Data to process
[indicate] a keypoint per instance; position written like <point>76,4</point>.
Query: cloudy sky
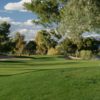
<point>14,12</point>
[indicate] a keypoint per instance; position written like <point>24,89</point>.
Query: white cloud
<point>3,19</point>
<point>16,5</point>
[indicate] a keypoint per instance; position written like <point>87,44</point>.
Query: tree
<point>79,16</point>
<point>30,47</point>
<point>4,37</point>
<point>48,11</point>
<point>44,41</point>
<point>68,46</point>
<point>19,44</point>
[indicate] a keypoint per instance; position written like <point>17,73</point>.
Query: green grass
<point>49,78</point>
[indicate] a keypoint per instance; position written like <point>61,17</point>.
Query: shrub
<point>86,54</point>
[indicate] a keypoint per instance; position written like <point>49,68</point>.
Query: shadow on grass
<point>11,61</point>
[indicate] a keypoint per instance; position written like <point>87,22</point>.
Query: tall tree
<point>4,37</point>
<point>48,11</point>
<point>44,41</point>
<point>19,44</point>
<point>30,47</point>
<point>79,16</point>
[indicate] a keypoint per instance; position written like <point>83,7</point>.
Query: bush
<point>86,54</point>
<point>53,51</point>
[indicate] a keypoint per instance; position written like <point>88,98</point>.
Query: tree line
<point>67,19</point>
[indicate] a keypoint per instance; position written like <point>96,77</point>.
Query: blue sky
<point>13,12</point>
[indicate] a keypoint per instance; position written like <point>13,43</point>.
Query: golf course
<point>49,78</point>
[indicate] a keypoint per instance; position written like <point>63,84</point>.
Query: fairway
<point>49,78</point>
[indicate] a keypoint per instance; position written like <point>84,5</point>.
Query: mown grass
<point>49,78</point>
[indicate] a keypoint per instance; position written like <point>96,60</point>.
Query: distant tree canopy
<point>31,47</point>
<point>44,41</point>
<point>48,11</point>
<point>79,16</point>
<point>4,37</point>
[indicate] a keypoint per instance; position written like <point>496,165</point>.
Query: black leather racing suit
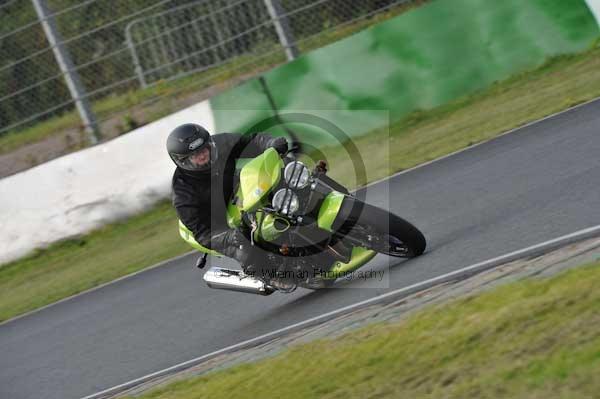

Exercise
Each line from the one holding "written like <point>496,165</point>." through the last line of the records above must be duplicated exactly, and pictures must not be.

Task solution
[indicate] a keypoint per instance; position written like <point>496,165</point>.
Query: black leather racing suit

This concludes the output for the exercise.